▶ [WORK TASK] In the text about Tarlok Singh Chauhan, put this sentence into Spanish: "Tarlok Singh Chauhan (born 9 January 1964) is a retired Indian judge who served as the 17th Chief Justice of Jharkhand High Court."

▶ [TEXT FOR ANALYSIS]
□ □ □

Judge of Himachal Pradesh High Court
- In office 23 February 2014 – 22 July 2025
- Nominated by: P. Sathasivam
- Appointed by: Pranab Mukherjee
- Acting Chief Justice
- In office 19 October 2024 – 28 December 2024
- Appointed by: Droupadi Murmu
- Preceded by: Rajiv Shakdher
- Succeeded by: G. S. Sandhawalia
- In office 20 April 2023 – 29 May 2023
- Appointed by: Droupadi Murmu
- Preceded by: A. A. Sayed; Sabina (acting);
- Succeeded by: M. S. Ramachandra Rao

Personal details
- Born: 9 January 1964 (age 62) Rohru
- Education: LL.B
- Alma mater: Bishop Cotton School, Shimla, DAV College, Chandigarh, Panjab University

= Tarlok Singh Chauhan =

17th Chief Justice of Jharkhand

Tarlok Singh Chauhan (born 9 January 1964) is a retired Indian judge who served as the 17th Chief Justice of Jharkhand High Court. He is also former Judge of the Himachal Pradesh High Court where he also served as the Acting Chief Justice twice.

□ □ □

▶ [RECORDS SHOWN]
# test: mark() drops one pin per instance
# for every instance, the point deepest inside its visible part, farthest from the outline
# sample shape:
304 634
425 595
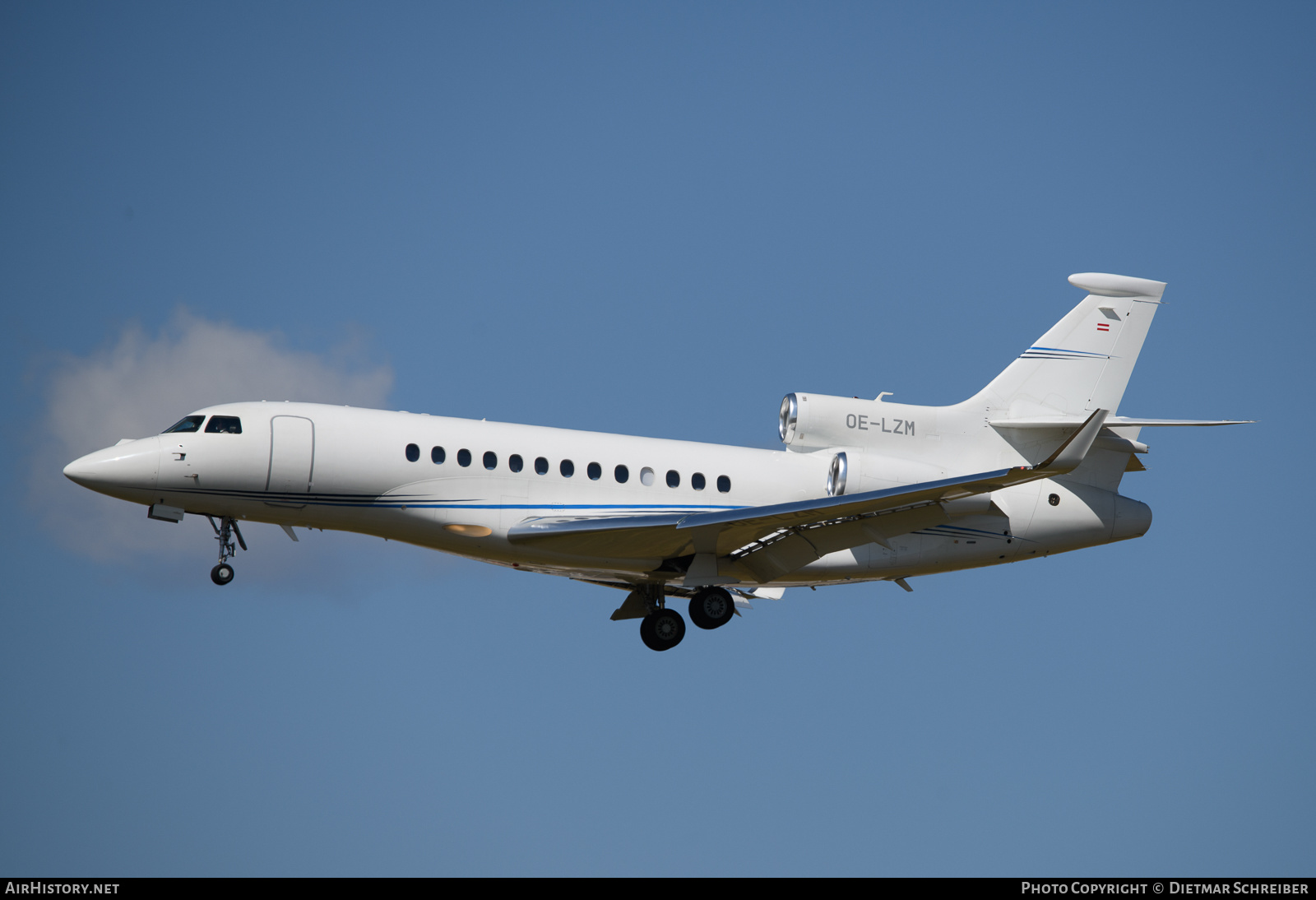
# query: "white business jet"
865 489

□ □ □

▶ [TASK OUTPUT] Tarlok Singh Chauhan (nacido el 9 de enero de 1964) es un juez indio jubilado que se desempeñó como el 17.º presidente del Tribunal Superior de Jharkhand.